§ **Reading passage**:

┏━━

The issue with objections to this not having any effect...
..is that not enough people understand the issue, so it needs to be put in terms they might understand.
Now, whilst I support the idea of effective law enforcement, to protect the public and try to keep costs to the exchequer at a reasonable level, I have some concerns about a broad trawl of everyone's data, and mixed views on how far we should allow the various services to go to, well, serve us (although no objection to the principle as I like not being murdered, robbed etc).
If you passed a law saying that if a wanted person was believed to be in a particular parish, that every house in that parish could be searched without further warrant, including during the dead of night by a stealth team of ninja-like officials (so as, considerately, not to wake us) with skeleton keys there might be some disquiet. If you then said that in fact these searches would take place regularly, regardless of suspicion, then people might even tut in disapproval. If you said that searching every house in the country found one alleged paedophile a year, then perhaps more of the public might take a different view of the proportionality of the actions involved.
Similarly if you proposed that everyone walking jauntily down a street could have their pockets surreptiously picked for any document, post-it note or till receipt to be quickly copied and this copy then filed and indexed prior to its return, on the off chance that evidence of criminality might later be revealed then there might even be a sigh of disapproval over the newspaper at breakfast.
On the other hand if the authorities were able to somehow show via regular (and perhaps independently inspected, hopefully to satisfy the distrustful) public reports that they were eliminating things like illegal pornography (and I'll leave the debate on what should constitute this alone here) and the trade in things like fake/dangerous pharmaceuticals by simply tracing the payments, and then having the bank terminating the arrangement with the payment processors, repeat, repeat, repeat etc until solved (or reasonably close) and also similarly stopping the villainy that preys via the internet on the gullible with various scams then there might be a bit more support and acceptance of the need for and practice of widespread trawling of "our" private information.
Working on the peripheries of the finance industry, and being aware of the amount of KYC and AML that is required and in our case complied with, I still find it hard to understand why blatantly illegal material can be purchased via conventional payment cards yet the moment wikileaks became embarrassing some years ago, their ability to accept donations could be terminated in a heartbeat. http://www.theregister.co.uk/2012/07/13/wikileaks_visa_victory/ Perhaps the authorities might like to reassure us with visible and understandable results in order to restore the trust that we'd like to have in them, and then work forwards from there.

┗━━

§ **Information supplied**:
┏━━

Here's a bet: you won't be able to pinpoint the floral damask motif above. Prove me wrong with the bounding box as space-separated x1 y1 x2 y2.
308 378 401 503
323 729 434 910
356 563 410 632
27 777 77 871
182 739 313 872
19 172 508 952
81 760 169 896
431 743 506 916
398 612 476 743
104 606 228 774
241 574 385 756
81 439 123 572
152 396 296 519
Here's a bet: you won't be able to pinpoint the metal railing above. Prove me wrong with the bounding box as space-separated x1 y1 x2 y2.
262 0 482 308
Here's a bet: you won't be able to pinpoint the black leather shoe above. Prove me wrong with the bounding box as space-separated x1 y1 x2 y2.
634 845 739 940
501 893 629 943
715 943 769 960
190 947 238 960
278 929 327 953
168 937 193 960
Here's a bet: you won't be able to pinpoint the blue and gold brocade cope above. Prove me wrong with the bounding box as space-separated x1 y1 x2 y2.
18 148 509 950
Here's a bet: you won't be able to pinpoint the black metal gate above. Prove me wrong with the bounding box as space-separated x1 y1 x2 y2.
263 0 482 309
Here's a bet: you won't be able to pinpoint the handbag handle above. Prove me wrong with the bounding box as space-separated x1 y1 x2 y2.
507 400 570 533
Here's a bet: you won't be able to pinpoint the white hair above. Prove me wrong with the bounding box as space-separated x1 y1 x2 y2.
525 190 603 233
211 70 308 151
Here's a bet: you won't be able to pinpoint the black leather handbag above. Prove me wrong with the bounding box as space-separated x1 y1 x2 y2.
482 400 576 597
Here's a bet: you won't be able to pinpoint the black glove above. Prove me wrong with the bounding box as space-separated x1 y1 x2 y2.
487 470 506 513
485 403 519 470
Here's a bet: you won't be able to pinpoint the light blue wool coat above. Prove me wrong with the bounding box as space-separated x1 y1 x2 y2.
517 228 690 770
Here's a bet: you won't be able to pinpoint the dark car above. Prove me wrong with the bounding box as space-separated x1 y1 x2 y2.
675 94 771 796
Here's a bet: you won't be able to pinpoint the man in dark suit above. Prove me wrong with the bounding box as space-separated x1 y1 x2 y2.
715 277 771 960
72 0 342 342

┗━━

§ **Work to complete**:
(1) Answer these questions about the surveillance comment.
(a) What kind of keys would the officials in the parish scenario carry?
(b) How many alleged offenders does the writer suggest searching every house in the country would find each year?
(c) Which organization lost its ability to accept donations once it became embarrassing?
(2) Write out the surveillance comment again, everything from "The issue with" down to "murdered, robbed etc).", renaming "exchequer" as "treasury".
This material comes from a source unrelated to the text above.

§ **Answer section**:
(1)
(a) Skeleton keys.
(b) One alleged paedophile a year.
(c) Wikileaks.

(2)
The issue with objections to this not having any effect...
..is that not enough people understand the issue, so it needs to be put in terms they might understand.
Now, whilst I support the idea of effective law enforcement, to protect the public and try to keep costs to the treasury at a reasonable level, I have some concerns about a broad trawl of everyone's data, and mixed views on how far we should allow the various services to go to, well, serve us (although no objection to the principle as I like not being murdered, robbed etc).